We have not covered this point yet, but it is perfectly legal to have such streams! You may be wondering what could be the use of them? In fact there are many. To use them, you need to cut this stream at some point, and the Stream API gives you several way to do it. You already saw one, and there are more to come.
The one you saw is to call limit()
on that stream. Let us rewrite the previous example, and fix it.
Stream<String> generated = Stream.generate(() -> "+");
List<String> strings =
generated
.limit(10L)
.collect(Collectors.toList());
System.out.println("strings = " + strings);
Running this code prints the following.
strings = [+, +, +, +, +, +, +, +, +, +]
The limit()
method is called a short-circuiting method: it can stop the consumption of the elements of a stream. You may remember that the data is processed on element at a time in a stream: each element traverses all the operations defined in your stream, from the first one to the last one. This is the reason why this limit operation can stop the generation of more elements.
Creating a Stream from a UnaryOperator and a Seed
Using a supplier is great if you need to generate constant streams. If you need an infinite stream with varying values, then you can use the iterate()
pattern.

# DIRECTIVE 1
Rewrite everything in the records from the start down to the line containing "560 795 L 531", changing "blurred yellow flower" to "out-of-focus yellow flower" and keeping all else the same. Leave out the pictures.
The Java streams passage and the records below it were taken from unrelated sources.

# STORED ROWS
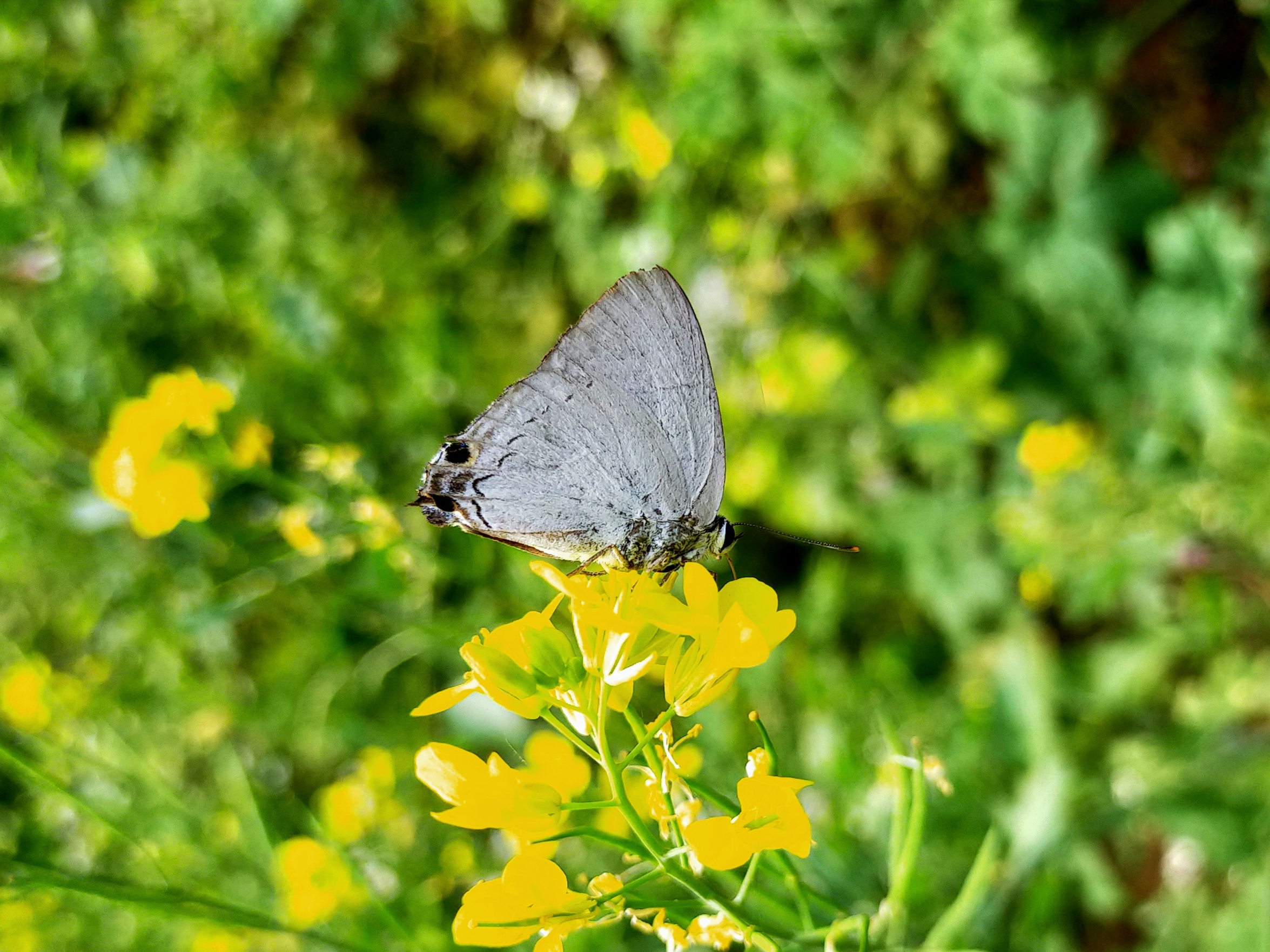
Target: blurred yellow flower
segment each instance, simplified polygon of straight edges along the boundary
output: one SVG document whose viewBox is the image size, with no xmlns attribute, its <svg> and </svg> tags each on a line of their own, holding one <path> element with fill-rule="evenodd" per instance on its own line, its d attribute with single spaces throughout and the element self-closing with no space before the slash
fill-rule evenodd
<svg viewBox="0 0 1270 952">
<path fill-rule="evenodd" d="M 471 669 L 460 684 L 438 691 L 410 713 L 415 717 L 448 711 L 469 694 L 480 692 L 512 713 L 533 720 L 542 713 L 547 698 L 540 691 L 535 670 L 558 677 L 568 668 L 573 654 L 569 640 L 551 625 L 560 604 L 556 595 L 541 612 L 500 625 L 480 635 L 458 654 Z"/>
<path fill-rule="evenodd" d="M 560 795 L 531 774 L 508 767 L 498 754 L 481 760 L 452 744 L 428 744 L 414 759 L 414 772 L 452 805 L 433 817 L 469 830 L 511 830 L 546 835 L 560 817 Z"/>
<path fill-rule="evenodd" d="M 538 783 L 552 787 L 560 800 L 580 796 L 591 786 L 591 764 L 579 757 L 573 744 L 555 731 L 535 731 L 525 741 L 527 773 Z"/>
<path fill-rule="evenodd" d="M 466 876 L 476 868 L 476 853 L 467 840 L 452 839 L 441 848 L 437 862 L 447 876 Z"/>
<path fill-rule="evenodd" d="M 231 456 L 240 470 L 269 465 L 269 447 L 273 446 L 273 430 L 259 420 L 248 420 L 239 428 L 234 438 Z"/>
<path fill-rule="evenodd" d="M 392 754 L 375 746 L 362 750 L 352 774 L 318 791 L 318 819 L 326 835 L 337 843 L 356 843 L 401 819 L 400 803 L 392 798 L 395 783 Z"/>
<path fill-rule="evenodd" d="M 246 952 L 246 939 L 236 932 L 204 925 L 194 933 L 189 952 Z"/>
<path fill-rule="evenodd" d="M 624 110 L 621 140 L 631 154 L 635 174 L 641 179 L 655 179 L 671 162 L 671 140 L 643 109 Z"/>
<path fill-rule="evenodd" d="M 748 946 L 747 935 L 737 928 L 737 923 L 728 918 L 726 913 L 714 915 L 698 915 L 688 923 L 690 946 L 705 946 L 706 948 L 728 949 L 733 943 Z"/>
<path fill-rule="evenodd" d="M 776 592 L 758 579 L 724 585 L 696 562 L 683 566 L 683 595 L 691 613 L 686 633 L 665 659 L 667 703 L 687 717 L 720 697 L 742 668 L 767 660 L 772 649 L 794 631 L 789 608 L 777 611 Z"/>
<path fill-rule="evenodd" d="M 608 173 L 608 162 L 598 149 L 584 147 L 573 154 L 570 161 L 573 180 L 588 190 L 599 188 Z"/>
<path fill-rule="evenodd" d="M 785 849 L 805 858 L 812 852 L 812 821 L 798 791 L 812 783 L 794 777 L 745 777 L 737 783 L 740 814 L 688 824 L 683 835 L 702 866 L 734 869 L 759 849 Z"/>
<path fill-rule="evenodd" d="M 1027 424 L 1019 442 L 1019 462 L 1034 480 L 1045 480 L 1080 470 L 1090 458 L 1088 430 L 1074 420 Z"/>
<path fill-rule="evenodd" d="M 512 179 L 503 187 L 503 204 L 514 217 L 526 221 L 541 218 L 551 199 L 546 184 L 537 175 Z"/>
<path fill-rule="evenodd" d="M 37 732 L 48 726 L 48 663 L 38 655 L 17 661 L 0 671 L 0 715 L 22 731 Z"/>
<path fill-rule="evenodd" d="M 180 426 L 215 433 L 217 414 L 232 405 L 234 396 L 224 385 L 204 382 L 187 369 L 160 373 L 144 399 L 116 407 L 93 457 L 93 481 L 107 500 L 128 513 L 138 536 L 161 536 L 182 519 L 207 518 L 212 486 L 206 471 L 166 458 L 163 444 Z"/>
<path fill-rule="evenodd" d="M 18 899 L 0 902 L 0 948 L 5 952 L 38 952 L 33 901 Z"/>
<path fill-rule="evenodd" d="M 335 781 L 318 791 L 318 819 L 337 843 L 356 843 L 375 824 L 375 793 L 356 777 Z"/>
<path fill-rule="evenodd" d="M 478 882 L 464 895 L 453 937 L 460 946 L 498 948 L 541 932 L 535 952 L 560 952 L 564 937 L 591 920 L 594 905 L 591 896 L 569 889 L 564 871 L 550 859 L 513 857 L 499 878 Z"/>
<path fill-rule="evenodd" d="M 352 514 L 357 522 L 367 524 L 362 541 L 367 548 L 384 548 L 401 537 L 401 523 L 392 512 L 376 496 L 361 496 L 353 500 Z"/>
<path fill-rule="evenodd" d="M 146 400 L 157 407 L 169 432 L 184 425 L 204 437 L 216 433 L 216 415 L 234 406 L 224 383 L 203 381 L 190 369 L 160 373 L 150 381 Z"/>
<path fill-rule="evenodd" d="M 300 555 L 316 557 L 325 551 L 326 543 L 310 528 L 311 518 L 312 512 L 304 503 L 283 506 L 278 510 L 278 534 Z"/>
<path fill-rule="evenodd" d="M 339 854 L 309 836 L 281 843 L 274 850 L 273 872 L 282 918 L 296 929 L 328 922 L 342 908 L 356 908 L 364 899 Z"/>
<path fill-rule="evenodd" d="M 1054 576 L 1044 565 L 1034 565 L 1019 572 L 1019 594 L 1031 605 L 1044 608 L 1054 597 Z"/>
</svg>

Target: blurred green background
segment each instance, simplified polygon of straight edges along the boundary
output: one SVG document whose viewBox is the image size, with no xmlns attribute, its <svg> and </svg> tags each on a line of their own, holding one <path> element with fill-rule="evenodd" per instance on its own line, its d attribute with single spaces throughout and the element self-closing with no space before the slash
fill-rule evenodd
<svg viewBox="0 0 1270 952">
<path fill-rule="evenodd" d="M 410 758 L 513 758 L 528 725 L 408 712 L 550 593 L 404 504 L 662 263 L 710 344 L 724 513 L 864 550 L 737 546 L 799 627 L 704 712 L 706 776 L 759 708 L 815 781 L 808 877 L 870 910 L 885 717 L 955 786 L 918 934 L 994 821 L 969 944 L 1270 952 L 1266 6 L 8 0 L 0 948 L 325 948 L 239 925 L 367 777 L 364 897 L 319 932 L 450 947 L 507 844 L 428 819 Z M 211 515 L 142 539 L 89 462 L 185 367 L 236 400 L 171 449 Z M 272 454 L 240 468 L 253 420 Z"/>
</svg>

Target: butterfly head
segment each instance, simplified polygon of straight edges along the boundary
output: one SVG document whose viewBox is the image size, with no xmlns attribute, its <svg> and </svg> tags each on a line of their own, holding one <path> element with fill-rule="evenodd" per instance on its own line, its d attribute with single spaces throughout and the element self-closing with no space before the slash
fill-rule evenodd
<svg viewBox="0 0 1270 952">
<path fill-rule="evenodd" d="M 710 555 L 715 559 L 723 557 L 737 542 L 737 529 L 721 515 L 715 517 L 715 520 L 710 524 Z"/>
</svg>

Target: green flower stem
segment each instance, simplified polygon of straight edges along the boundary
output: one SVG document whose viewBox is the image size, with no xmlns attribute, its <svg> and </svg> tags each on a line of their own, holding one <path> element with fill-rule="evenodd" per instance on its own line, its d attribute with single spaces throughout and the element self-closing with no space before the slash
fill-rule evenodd
<svg viewBox="0 0 1270 952">
<path fill-rule="evenodd" d="M 944 910 L 944 915 L 939 918 L 927 934 L 926 942 L 922 943 L 923 949 L 949 948 L 961 938 L 970 916 L 974 915 L 992 886 L 999 858 L 1001 836 L 996 828 L 991 828 L 979 845 L 979 852 L 975 853 L 970 872 L 966 873 L 965 882 L 961 883 L 961 891 L 958 892 L 952 905 Z"/>
<path fill-rule="evenodd" d="M 903 946 L 904 930 L 908 925 L 908 886 L 917 868 L 917 853 L 922 847 L 922 828 L 926 824 L 926 777 L 922 773 L 922 750 L 914 744 L 913 757 L 917 767 L 908 768 L 912 786 L 912 806 L 908 810 L 908 823 L 904 830 L 904 845 L 895 863 L 890 891 L 886 894 L 885 908 L 890 913 L 886 927 L 886 944 Z M 900 784 L 903 788 L 903 784 Z"/>
<path fill-rule="evenodd" d="M 561 810 L 603 810 L 606 806 L 617 806 L 616 800 L 591 800 L 585 803 L 561 803 Z"/>
<path fill-rule="evenodd" d="M 541 839 L 533 840 L 535 843 L 555 843 L 561 839 L 574 839 L 582 836 L 584 839 L 593 839 L 597 843 L 603 843 L 605 845 L 613 847 L 622 850 L 624 853 L 632 853 L 635 856 L 644 857 L 649 862 L 655 862 L 657 857 L 648 852 L 643 843 L 638 843 L 632 839 L 626 839 L 625 836 L 615 836 L 612 833 L 606 830 L 597 830 L 594 826 L 570 826 L 568 830 L 560 830 L 560 833 L 552 833 L 550 836 L 542 836 Z"/>
<path fill-rule="evenodd" d="M 754 856 L 749 857 L 749 867 L 745 869 L 745 878 L 740 881 L 740 889 L 737 890 L 737 895 L 732 897 L 732 901 L 740 905 L 745 901 L 745 894 L 749 892 L 749 886 L 754 881 L 754 873 L 758 872 L 758 857 L 763 854 L 763 850 L 758 850 Z"/>
<path fill-rule="evenodd" d="M 662 878 L 662 871 L 660 869 L 649 869 L 643 876 L 636 876 L 630 882 L 622 883 L 622 887 L 620 890 L 613 890 L 612 892 L 605 892 L 601 896 L 596 896 L 596 905 L 603 905 L 605 902 L 607 902 L 611 899 L 617 899 L 618 896 L 625 896 L 627 892 L 639 889 L 645 882 L 652 882 L 653 880 L 659 880 L 659 878 Z"/>
<path fill-rule="evenodd" d="M 806 887 L 803 885 L 803 878 L 798 875 L 798 869 L 794 868 L 794 861 L 784 850 L 776 850 L 776 862 L 785 869 L 785 885 L 794 894 L 799 922 L 804 929 L 813 928 L 815 920 L 812 918 L 812 909 L 806 904 Z"/>
<path fill-rule="evenodd" d="M 550 724 L 552 727 L 555 727 L 561 735 L 564 735 L 564 739 L 568 740 L 570 744 L 573 744 L 575 748 L 578 748 L 578 750 L 580 750 L 582 753 L 584 753 L 587 757 L 589 757 L 597 764 L 599 763 L 599 754 L 596 753 L 596 750 L 591 746 L 591 744 L 588 744 L 582 737 L 579 737 L 577 734 L 574 734 L 569 729 L 569 725 L 566 725 L 564 721 L 561 721 L 559 717 L 556 717 L 554 713 L 551 713 L 551 711 L 544 708 L 542 710 L 542 720 L 546 721 L 547 724 Z"/>
<path fill-rule="evenodd" d="M 657 774 L 658 784 L 662 787 L 662 803 L 665 806 L 665 811 L 671 816 L 674 816 L 674 802 L 671 800 L 669 791 L 665 790 L 665 784 L 664 784 L 665 767 L 662 764 L 662 762 L 657 757 L 657 754 L 653 753 L 653 748 L 648 746 L 648 743 L 652 739 L 657 737 L 657 732 L 659 730 L 662 730 L 660 725 L 664 725 L 669 720 L 669 715 L 672 713 L 673 710 L 674 708 L 668 708 L 665 711 L 665 713 L 663 713 L 660 717 L 658 717 L 657 721 L 653 724 L 653 730 L 650 730 L 650 731 L 645 731 L 644 722 L 635 715 L 634 711 L 630 710 L 630 707 L 627 707 L 625 711 L 622 711 L 622 716 L 626 717 L 626 724 L 630 725 L 631 732 L 635 735 L 635 740 L 638 741 L 636 745 L 635 745 L 635 750 L 643 749 L 643 751 L 644 751 L 644 763 L 646 763 L 648 768 L 654 774 Z M 634 751 L 631 751 L 631 753 L 634 753 Z M 621 764 L 618 764 L 617 769 L 618 770 L 626 769 L 626 763 L 627 763 L 627 760 L 630 760 L 630 758 L 631 758 L 631 755 L 627 754 L 622 759 Z M 676 824 L 676 823 L 671 824 L 671 835 L 674 838 L 674 845 L 676 847 L 682 847 L 683 845 L 683 833 L 682 833 L 682 830 L 679 830 L 679 825 L 678 824 Z M 681 858 L 679 859 L 679 866 L 687 867 L 687 861 L 683 859 L 683 858 Z"/>
<path fill-rule="evenodd" d="M 850 919 L 838 919 L 824 933 L 824 952 L 838 952 L 838 939 L 845 939 L 856 929 L 860 935 L 860 952 L 869 952 L 869 916 L 865 914 L 853 915 Z"/>
<path fill-rule="evenodd" d="M 636 741 L 635 746 L 631 748 L 631 751 L 625 758 L 622 758 L 622 762 L 620 764 L 617 764 L 618 770 L 625 770 L 627 767 L 630 767 L 631 763 L 634 763 L 635 758 L 639 757 L 639 754 L 644 750 L 644 748 L 646 748 L 652 741 L 657 739 L 658 731 L 662 730 L 662 727 L 665 726 L 665 722 L 674 716 L 674 708 L 673 707 L 665 708 L 665 711 L 662 712 L 662 716 L 658 717 L 655 721 L 653 721 L 653 726 L 648 727 L 646 730 L 643 722 L 640 722 L 639 718 L 634 713 L 631 713 L 630 708 L 626 708 L 622 713 L 626 715 L 626 722 L 631 725 L 631 729 L 635 730 L 635 726 L 639 725 L 639 730 L 635 732 L 635 741 Z"/>
<path fill-rule="evenodd" d="M 626 787 L 622 784 L 621 772 L 617 764 L 613 763 L 612 751 L 608 749 L 608 684 L 601 682 L 599 684 L 599 710 L 596 713 L 596 743 L 599 746 L 601 765 L 605 773 L 608 776 L 608 786 L 612 788 L 615 796 L 617 797 L 617 809 L 621 810 L 622 816 L 626 819 L 627 825 L 639 838 L 640 843 L 655 857 L 657 864 L 662 868 L 667 876 L 683 886 L 688 892 L 700 899 L 711 909 L 726 913 L 733 922 L 737 923 L 742 929 L 752 928 L 745 915 L 735 908 L 733 902 L 721 897 L 711 896 L 702 891 L 705 883 L 698 882 L 696 878 L 688 876 L 683 869 L 672 866 L 665 862 L 662 856 L 662 850 L 657 842 L 649 834 L 648 828 L 640 819 L 639 814 L 635 812 L 635 807 L 631 806 L 630 797 L 626 796 Z"/>
</svg>

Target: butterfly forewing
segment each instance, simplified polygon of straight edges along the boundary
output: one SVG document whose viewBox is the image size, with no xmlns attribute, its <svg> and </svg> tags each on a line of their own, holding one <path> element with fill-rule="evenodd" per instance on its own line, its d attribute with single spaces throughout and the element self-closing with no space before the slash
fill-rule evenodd
<svg viewBox="0 0 1270 952">
<path fill-rule="evenodd" d="M 658 268 L 627 274 L 588 308 L 438 452 L 423 490 L 443 494 L 469 531 L 583 561 L 638 519 L 710 523 L 723 479 L 701 329 Z"/>
</svg>

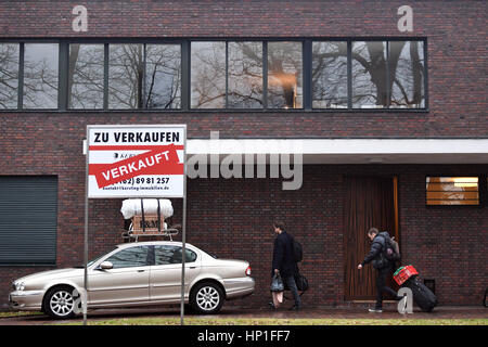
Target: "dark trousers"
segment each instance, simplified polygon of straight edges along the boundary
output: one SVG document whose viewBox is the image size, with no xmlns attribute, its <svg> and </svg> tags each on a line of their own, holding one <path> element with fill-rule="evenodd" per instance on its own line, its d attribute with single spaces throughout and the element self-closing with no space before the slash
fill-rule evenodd
<svg viewBox="0 0 488 347">
<path fill-rule="evenodd" d="M 386 285 L 386 278 L 391 272 L 391 268 L 383 268 L 383 269 L 376 269 L 377 271 L 377 278 L 376 278 L 376 309 L 383 308 L 383 293 L 389 293 L 393 295 L 395 300 L 400 300 L 402 297 L 398 296 L 397 292 L 391 290 L 389 286 Z"/>
<path fill-rule="evenodd" d="M 295 278 L 293 275 L 284 278 L 290 292 L 293 294 L 293 299 L 295 300 L 295 306 L 301 306 L 300 296 L 298 294 L 298 288 L 296 287 Z"/>
</svg>

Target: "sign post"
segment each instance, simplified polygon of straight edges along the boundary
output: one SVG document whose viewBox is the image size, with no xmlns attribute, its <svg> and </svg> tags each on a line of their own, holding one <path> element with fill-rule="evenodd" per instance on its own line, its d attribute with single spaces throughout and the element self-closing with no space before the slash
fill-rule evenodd
<svg viewBox="0 0 488 347">
<path fill-rule="evenodd" d="M 88 300 L 89 198 L 183 198 L 182 254 L 187 239 L 187 125 L 87 126 L 85 195 L 85 295 Z M 181 324 L 184 259 L 181 267 Z M 84 299 L 85 298 L 85 299 Z"/>
</svg>

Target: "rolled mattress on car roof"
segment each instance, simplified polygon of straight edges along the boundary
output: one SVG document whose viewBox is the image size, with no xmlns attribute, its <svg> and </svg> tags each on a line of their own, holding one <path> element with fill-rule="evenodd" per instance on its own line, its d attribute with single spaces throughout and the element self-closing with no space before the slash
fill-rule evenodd
<svg viewBox="0 0 488 347">
<path fill-rule="evenodd" d="M 159 202 L 159 205 L 157 204 Z M 144 215 L 157 215 L 157 206 L 162 217 L 168 218 L 172 216 L 172 204 L 167 198 L 127 198 L 123 201 L 120 213 L 124 219 L 130 219 L 133 216 L 142 215 L 142 206 L 144 206 Z"/>
</svg>

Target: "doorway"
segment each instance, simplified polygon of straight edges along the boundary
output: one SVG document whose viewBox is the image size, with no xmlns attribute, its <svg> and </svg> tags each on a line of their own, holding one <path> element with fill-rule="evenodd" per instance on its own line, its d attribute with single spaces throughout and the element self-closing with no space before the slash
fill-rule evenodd
<svg viewBox="0 0 488 347">
<path fill-rule="evenodd" d="M 376 273 L 372 265 L 358 270 L 371 248 L 370 228 L 388 231 L 399 240 L 397 177 L 344 178 L 345 299 L 374 300 Z M 387 280 L 388 283 L 388 280 Z M 389 279 L 394 290 L 393 278 Z"/>
</svg>

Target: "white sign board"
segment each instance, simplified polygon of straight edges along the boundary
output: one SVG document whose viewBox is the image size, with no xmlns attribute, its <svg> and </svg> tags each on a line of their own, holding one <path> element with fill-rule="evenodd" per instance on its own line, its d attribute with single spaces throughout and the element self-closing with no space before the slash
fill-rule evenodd
<svg viewBox="0 0 488 347">
<path fill-rule="evenodd" d="M 185 125 L 88 126 L 88 197 L 183 197 Z"/>
</svg>

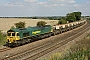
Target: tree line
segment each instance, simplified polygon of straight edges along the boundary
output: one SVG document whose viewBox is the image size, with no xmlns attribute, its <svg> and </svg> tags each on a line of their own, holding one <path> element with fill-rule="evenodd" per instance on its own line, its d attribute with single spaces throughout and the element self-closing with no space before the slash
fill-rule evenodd
<svg viewBox="0 0 90 60">
<path fill-rule="evenodd" d="M 58 24 L 66 24 L 66 23 L 70 23 L 70 22 L 74 22 L 74 21 L 79 21 L 81 20 L 81 12 L 71 12 L 71 13 L 67 13 L 65 17 L 48 17 L 51 20 L 59 20 Z M 36 17 L 34 17 L 34 19 L 36 19 Z M 45 18 L 46 19 L 46 18 Z M 15 23 L 15 27 L 16 28 L 25 28 L 25 22 L 18 22 Z M 45 21 L 39 21 L 37 22 L 37 26 L 45 26 L 45 24 L 47 24 Z M 12 26 L 11 28 L 15 28 L 14 26 Z"/>
</svg>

# DIRECTIVE 2
Copy word for word everything in the Java streams passage from "on that stream." down to "of more elements.".

# COMPLETE ANSWER 1
Target: out-of-focus yellow flower
segment each instance, simplified polygon of straight edges along the boundary
output: one SVG document whose viewBox is the image size, with no xmlns attribute, its <svg> and </svg> tags each on a line of their own, holding one <path> element with fill-rule="evenodd" per instance on its own line, its d attribute with single spaces throughout and the element self-closing with no space before the slash
fill-rule evenodd
<svg viewBox="0 0 1270 952">
<path fill-rule="evenodd" d="M 471 669 L 460 684 L 438 691 L 410 713 L 415 717 L 448 711 L 469 694 L 480 692 L 512 713 L 533 720 L 542 713 L 547 698 L 540 691 L 535 670 L 558 677 L 568 668 L 573 654 L 569 640 L 551 625 L 560 604 L 556 595 L 541 612 L 500 625 L 480 635 L 458 654 Z"/>
<path fill-rule="evenodd" d="M 560 795 L 531 774 L 508 767 L 498 754 L 481 760 L 452 744 L 428 744 L 414 759 L 414 772 L 452 805 L 433 817 L 469 830 L 511 830 L 546 835 L 560 817 Z"/>

# COMPLETE ANSWER 2
on that stream. Let us rewrite the previous example, and fix it.
Stream<String> generated = Stream.generate(() -> "+");
List<String> strings =
generated
.limit(10L)
.collect(Collectors.toList());
System.out.println("strings = " + strings);
Running this code prints the following.
strings = [+, +, +, +, +, +, +, +, +, +]
The limit()
method is called a short-circuiting method: it can stop the consumption of the elements of a stream. You may remember that the data is processed on element at a time in a stream: each element traverses all the operations defined in your stream, from the first one to the last one. This is the reason why this limit operation can stop the generation of more elements.